### PROVIDED PASSAGE
------------

Depressed with this critical reaction, the hourglass turned, sailed away, and made a new home for itself in New York. There, it invited Ryan Seacrest to present a completely incomprehensible show, Million Second Quiz. Again, people who liked it really liked it, and everyone else thought it too hard. Unlike the UK, enough people liked the show for it to come back. The hourglass is returning.

The hourglass in New York.

Seven teatime friends

That'll be four Chasers, Richard and Xander from Pointless, and The Machine from Tipping Point. Though, looking at the new shows starting, we think we might choose to write about this lot in greater depth next time.

Earlier in daytime, there's been a clearer battle; the children's programmes left BBC1 at the start of the year, allowing afternoon daytime programmes to shift over from BBC2. The net result is that Perfection joined Bargain Hunt and soap opera Doctors as typical BBC1 afternoon fare. The true-or-false quiz is no great shakes, but it seems to have enough fans. Pressure Pad came to air in November: the gimmick here was a laser-display floor, and a series of individual games that used it, to greater or lesser effect. The show will stand or fall on how much the afternoon audience loves John Barrowman, and can cope with the idea of players vanishing into thin air.

Pressure Pad The Pressure Pad.

No such luck for Beat the Pack, a programme about picking off opponents one-by-one. Jake Humphrey was the able presenter, but the show was extended by a round too many, and too often was played for trivial prizes – after investing 40 minutes, we hope for something more than £250 or the opportunity to come back tomorrow.

Over on ITV, the mornings are filled with chat shows, and the afternoons with antiques shows like Secret Dealers and Dickinson's Real Deal. A couple of new programmes crossed our radar: Cook Me the Money was a competition between lunchtime food makers, presented in a manner uncannily similar to CBBC's Trade Your Way to the USA. Simultaneously more and less innovative was Show Me the Telly, an archive television quiz with Richard Bacon and Chris Tarrant. The choice of clips was often interesting, the accompanying quiz never quite felt right.

Six clever puppets

We're going to be criticised for lumping That Puppet Game Show alongside children's programmes, seeing as how the first episodes went out in the middle of primetime Saturday night. The final episodes went out in the middle of Sunday afternoon, and we rather suspect that Vernon and the other puppets won't even be allowed to return on CBBC. Especially not when Cookie Monster is appearing on Newsnight.

That Puppet Game Show Our chances of another series are blankety blank.

Shows clearly aimed at children fell into two camps. There were junior versions of grown-up formats: Trade Your Way to the USA was a version of The Apprentice without the pretence, Junior Bake Off was exactly what the title suggested. CITV's The Munch Box was another cookery show, perhaps most similar to 2014's proposed The Taste.

There was another run of Jedward's Big Adventure, featuring the most hyperactive tour guides in the nation. The very young were gently educated by Swashbuckle. Blue Peter You Decide asked viewers to pick their favourite presenter from three candidates; the weekly elimination format blew up in the producer's faces, but we defy anyone to say that Lindsey hasn't turned out to be even better than we expected. And it was evidence that the show had finally been forgiven for the most egregious failing of the 0898-gate scandals.

------------

### GIVEN TASK 1
According to the passage on game shows, who presented Beat the Pack?

### DATA SUPPLIED
------------

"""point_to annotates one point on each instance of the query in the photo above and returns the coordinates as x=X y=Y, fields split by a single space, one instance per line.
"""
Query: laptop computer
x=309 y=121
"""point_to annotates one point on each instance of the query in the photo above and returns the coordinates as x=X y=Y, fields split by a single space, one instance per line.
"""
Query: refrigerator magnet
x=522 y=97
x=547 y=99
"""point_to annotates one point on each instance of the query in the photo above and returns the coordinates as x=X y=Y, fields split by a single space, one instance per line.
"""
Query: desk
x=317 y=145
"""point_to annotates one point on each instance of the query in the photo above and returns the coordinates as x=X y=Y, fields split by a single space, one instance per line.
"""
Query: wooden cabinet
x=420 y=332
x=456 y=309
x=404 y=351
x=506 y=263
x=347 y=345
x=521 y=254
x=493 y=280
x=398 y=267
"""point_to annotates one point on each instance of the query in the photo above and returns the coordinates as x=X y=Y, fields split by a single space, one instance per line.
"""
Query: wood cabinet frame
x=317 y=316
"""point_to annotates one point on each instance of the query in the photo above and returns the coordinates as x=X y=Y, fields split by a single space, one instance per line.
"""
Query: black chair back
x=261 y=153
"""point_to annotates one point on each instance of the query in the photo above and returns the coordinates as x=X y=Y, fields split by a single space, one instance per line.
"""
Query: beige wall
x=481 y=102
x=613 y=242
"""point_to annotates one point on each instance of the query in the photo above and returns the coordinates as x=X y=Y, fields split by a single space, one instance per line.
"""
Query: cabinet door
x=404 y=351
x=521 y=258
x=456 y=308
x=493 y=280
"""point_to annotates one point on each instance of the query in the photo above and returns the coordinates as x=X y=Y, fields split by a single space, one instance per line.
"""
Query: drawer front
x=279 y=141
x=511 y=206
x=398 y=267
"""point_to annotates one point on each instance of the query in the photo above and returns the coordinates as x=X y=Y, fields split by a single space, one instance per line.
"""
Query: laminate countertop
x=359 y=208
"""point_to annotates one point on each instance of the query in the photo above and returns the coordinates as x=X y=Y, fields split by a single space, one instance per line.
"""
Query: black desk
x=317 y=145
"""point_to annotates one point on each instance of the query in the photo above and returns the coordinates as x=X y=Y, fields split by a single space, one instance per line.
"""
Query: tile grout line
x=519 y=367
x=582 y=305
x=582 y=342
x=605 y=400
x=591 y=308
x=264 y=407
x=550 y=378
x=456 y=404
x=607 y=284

------------

### GIVEN TASK 2
Pull out every line in the rows that contains the word "black". Case counts.

### CORRECT OUTPUT 1
Jake Humphrey

### CORRECT OUTPUT 2
Query: black chair back
Query: black desk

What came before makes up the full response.